A simple classroom demonstration of ascertainment bias is to estimate the primary sex ratio (which we know to be 50:50) by asking all females students to report the ratio in their own families, and comparing the result with the same question asked of male students. The women will collectively report a higher ratio of women, since the survey method ensures that every family reported has at least one female child, and is biased by families with only a single, female child (themselves). The men will report a higher ratio of men, for the complimentary reason.

Ascertainment bias is important in studying the genetics of medical conditions, since data are typically collected by physicians in a clinical setting. The results may be skewed because the sample is of patients who have seen a doctor, rather than a random sample of the population as a whole. Berkson's paradox illustrates this effect.

Often, proper design of experiments can minimize this effect. Another way to deal with this effect is to take the non-random sampling into account when analyzing results.

DATA PROVIDED:
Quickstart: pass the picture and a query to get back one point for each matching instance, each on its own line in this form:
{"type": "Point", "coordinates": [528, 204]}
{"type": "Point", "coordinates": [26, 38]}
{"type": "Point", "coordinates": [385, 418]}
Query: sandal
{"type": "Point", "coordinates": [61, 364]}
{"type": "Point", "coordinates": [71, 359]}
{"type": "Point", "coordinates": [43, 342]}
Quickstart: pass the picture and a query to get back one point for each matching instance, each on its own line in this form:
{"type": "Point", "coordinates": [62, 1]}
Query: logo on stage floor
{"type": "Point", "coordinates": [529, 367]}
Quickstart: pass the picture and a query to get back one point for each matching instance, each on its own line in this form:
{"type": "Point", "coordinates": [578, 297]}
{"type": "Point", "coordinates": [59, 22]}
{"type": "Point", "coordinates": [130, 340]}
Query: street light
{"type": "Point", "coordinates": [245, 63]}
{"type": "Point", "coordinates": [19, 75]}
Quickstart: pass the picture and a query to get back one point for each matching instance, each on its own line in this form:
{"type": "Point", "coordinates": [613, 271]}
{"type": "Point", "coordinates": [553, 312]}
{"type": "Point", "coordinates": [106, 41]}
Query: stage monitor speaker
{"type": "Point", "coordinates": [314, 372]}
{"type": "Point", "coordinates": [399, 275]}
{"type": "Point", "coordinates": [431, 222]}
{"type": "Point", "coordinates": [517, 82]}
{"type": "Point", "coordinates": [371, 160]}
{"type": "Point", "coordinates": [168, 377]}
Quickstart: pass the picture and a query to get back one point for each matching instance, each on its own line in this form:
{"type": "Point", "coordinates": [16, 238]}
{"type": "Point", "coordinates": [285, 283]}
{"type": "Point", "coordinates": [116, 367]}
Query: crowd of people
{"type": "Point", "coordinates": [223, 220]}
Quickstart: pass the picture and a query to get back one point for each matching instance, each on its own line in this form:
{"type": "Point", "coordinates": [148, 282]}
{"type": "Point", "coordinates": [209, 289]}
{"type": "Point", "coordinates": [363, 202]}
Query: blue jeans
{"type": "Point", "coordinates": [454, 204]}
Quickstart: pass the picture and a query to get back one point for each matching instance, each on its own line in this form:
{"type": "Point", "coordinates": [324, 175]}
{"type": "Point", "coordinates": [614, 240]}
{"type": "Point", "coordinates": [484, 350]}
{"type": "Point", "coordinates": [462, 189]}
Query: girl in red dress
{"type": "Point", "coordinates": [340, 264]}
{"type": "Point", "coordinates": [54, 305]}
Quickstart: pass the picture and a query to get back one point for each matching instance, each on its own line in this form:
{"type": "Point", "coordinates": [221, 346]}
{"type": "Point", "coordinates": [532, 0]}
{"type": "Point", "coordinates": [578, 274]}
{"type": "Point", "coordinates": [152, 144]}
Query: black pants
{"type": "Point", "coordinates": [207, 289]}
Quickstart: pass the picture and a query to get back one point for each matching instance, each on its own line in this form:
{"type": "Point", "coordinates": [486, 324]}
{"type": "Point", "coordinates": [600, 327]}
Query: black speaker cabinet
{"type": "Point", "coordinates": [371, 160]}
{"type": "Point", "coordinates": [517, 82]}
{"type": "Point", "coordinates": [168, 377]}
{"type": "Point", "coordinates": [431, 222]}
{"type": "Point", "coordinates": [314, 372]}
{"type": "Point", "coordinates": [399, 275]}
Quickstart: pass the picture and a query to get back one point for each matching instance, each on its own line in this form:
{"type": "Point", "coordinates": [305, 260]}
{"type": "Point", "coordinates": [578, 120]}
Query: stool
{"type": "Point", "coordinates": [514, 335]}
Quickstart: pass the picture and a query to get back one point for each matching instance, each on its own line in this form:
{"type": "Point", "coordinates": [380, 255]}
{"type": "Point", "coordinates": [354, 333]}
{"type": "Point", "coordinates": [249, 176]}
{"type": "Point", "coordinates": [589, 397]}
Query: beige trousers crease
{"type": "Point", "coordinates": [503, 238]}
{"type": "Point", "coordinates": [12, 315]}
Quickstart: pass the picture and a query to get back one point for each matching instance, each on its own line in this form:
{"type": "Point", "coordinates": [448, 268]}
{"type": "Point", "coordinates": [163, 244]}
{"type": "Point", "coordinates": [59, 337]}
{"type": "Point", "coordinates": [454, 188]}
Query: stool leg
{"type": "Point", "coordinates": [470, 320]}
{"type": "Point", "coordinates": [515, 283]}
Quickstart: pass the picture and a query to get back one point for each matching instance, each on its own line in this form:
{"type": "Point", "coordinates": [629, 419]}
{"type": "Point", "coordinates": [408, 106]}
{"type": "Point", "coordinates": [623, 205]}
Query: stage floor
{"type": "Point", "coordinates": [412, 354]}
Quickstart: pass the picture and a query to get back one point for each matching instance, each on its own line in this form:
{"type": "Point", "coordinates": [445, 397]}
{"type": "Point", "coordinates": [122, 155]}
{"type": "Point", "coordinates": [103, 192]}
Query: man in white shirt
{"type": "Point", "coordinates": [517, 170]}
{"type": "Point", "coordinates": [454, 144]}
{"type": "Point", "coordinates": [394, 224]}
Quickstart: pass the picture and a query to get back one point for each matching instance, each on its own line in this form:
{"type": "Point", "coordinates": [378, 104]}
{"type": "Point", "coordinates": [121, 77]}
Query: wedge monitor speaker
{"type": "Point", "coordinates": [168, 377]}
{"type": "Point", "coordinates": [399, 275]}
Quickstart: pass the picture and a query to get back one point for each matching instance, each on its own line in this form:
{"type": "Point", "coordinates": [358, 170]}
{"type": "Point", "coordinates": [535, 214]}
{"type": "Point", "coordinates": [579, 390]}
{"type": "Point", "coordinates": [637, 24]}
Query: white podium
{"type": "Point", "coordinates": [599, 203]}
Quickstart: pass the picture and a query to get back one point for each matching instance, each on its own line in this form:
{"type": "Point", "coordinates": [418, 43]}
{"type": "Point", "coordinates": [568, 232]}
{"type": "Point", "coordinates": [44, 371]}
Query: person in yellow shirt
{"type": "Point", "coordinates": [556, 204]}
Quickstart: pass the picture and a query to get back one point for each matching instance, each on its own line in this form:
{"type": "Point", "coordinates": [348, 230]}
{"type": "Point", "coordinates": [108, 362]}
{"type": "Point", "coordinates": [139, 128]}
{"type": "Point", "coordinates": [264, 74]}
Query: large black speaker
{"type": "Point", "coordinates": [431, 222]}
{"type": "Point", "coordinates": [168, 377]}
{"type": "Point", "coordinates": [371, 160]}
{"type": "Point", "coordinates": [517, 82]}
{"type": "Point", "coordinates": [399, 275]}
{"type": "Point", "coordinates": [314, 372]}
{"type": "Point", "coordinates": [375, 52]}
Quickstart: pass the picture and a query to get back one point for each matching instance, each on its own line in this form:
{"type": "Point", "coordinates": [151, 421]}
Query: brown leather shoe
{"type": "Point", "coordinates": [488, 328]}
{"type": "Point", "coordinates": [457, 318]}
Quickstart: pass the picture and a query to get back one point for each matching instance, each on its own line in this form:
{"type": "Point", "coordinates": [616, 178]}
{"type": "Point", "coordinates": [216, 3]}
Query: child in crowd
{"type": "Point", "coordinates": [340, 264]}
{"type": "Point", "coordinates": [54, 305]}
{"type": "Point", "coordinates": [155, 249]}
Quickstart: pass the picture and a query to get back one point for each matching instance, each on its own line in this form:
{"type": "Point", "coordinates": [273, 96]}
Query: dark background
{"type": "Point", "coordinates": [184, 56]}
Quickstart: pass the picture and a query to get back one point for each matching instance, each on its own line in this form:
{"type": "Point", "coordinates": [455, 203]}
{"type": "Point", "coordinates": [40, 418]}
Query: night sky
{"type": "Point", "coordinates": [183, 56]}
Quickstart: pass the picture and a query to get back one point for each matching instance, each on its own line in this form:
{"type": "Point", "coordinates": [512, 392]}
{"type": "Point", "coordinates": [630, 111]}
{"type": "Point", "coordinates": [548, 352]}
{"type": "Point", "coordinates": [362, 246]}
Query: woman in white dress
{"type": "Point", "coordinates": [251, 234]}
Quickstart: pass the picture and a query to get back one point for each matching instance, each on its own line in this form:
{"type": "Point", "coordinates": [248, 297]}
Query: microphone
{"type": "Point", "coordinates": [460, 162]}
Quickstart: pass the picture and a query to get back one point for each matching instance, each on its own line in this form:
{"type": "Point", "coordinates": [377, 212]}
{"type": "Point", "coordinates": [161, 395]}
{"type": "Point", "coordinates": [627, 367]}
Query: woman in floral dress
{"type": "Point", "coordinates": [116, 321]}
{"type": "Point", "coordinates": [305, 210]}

QUESTIONS ON THE MATERIAL:
a – In the passage on ascertainment bias, why may results in studies of the genetics of medical conditions be skewed?
b – Extend the passage on ascertainment bias past its final sentence.
The material has no connection to the passage on ascertainment bias.

RESPONSES TO THE EXERCISE:
a – The sample consists of patients who have seen a doctor rather than a random sample of the whole population.

b –
Pedigree studies


Geneticists are limited in how they can obtain data from human populations. As an example, consider a human characteristic. We are interested in deciding if the characteristic is inherited as a simple Mendelian trait. Following the laws of Mendelian inheritance, if the parents in a family do not have the characteristic, but carry the allele for it they are carriers (e.g. a non-expressive heterozygote). In this case their children will each have a 1/4 chance of showing the characteristic. The problem arises because we can't tell which families have both parents as carriers (heterozygous) unless they have a child who exhibits the characteristic. The description follows the textbook by Sutton.[1]

The figure shows the pedigrees of all the possible families with two children when the parents are carriers (Aa). If we were able to discover all such families, the chances for each of the pedigrees are listed under "nontruncate selection". In general, though, we cannot discover those families without any affected children. This situation is called "truncate selection", since the families without affected children are truncated from the study. If every family with an affected child has an equal chance of being selected for the study, then the situation is called complete truncate selection. If individuals are selected for the study, then the families with two affected children are more likely to be chosen than families with one, which is called single truncate selection. The probabilities of each of the families being selected is given in the figure, with the sample frequency of affected children also given. In this simple case, the researcher will look for a frequency of 4/7 or 5/8 for the characteristic, depending on the type of truncate selection used.

In more general situations, the methods of analysis go back to the 1930s with studies by JBS Haldane and RA Fisher.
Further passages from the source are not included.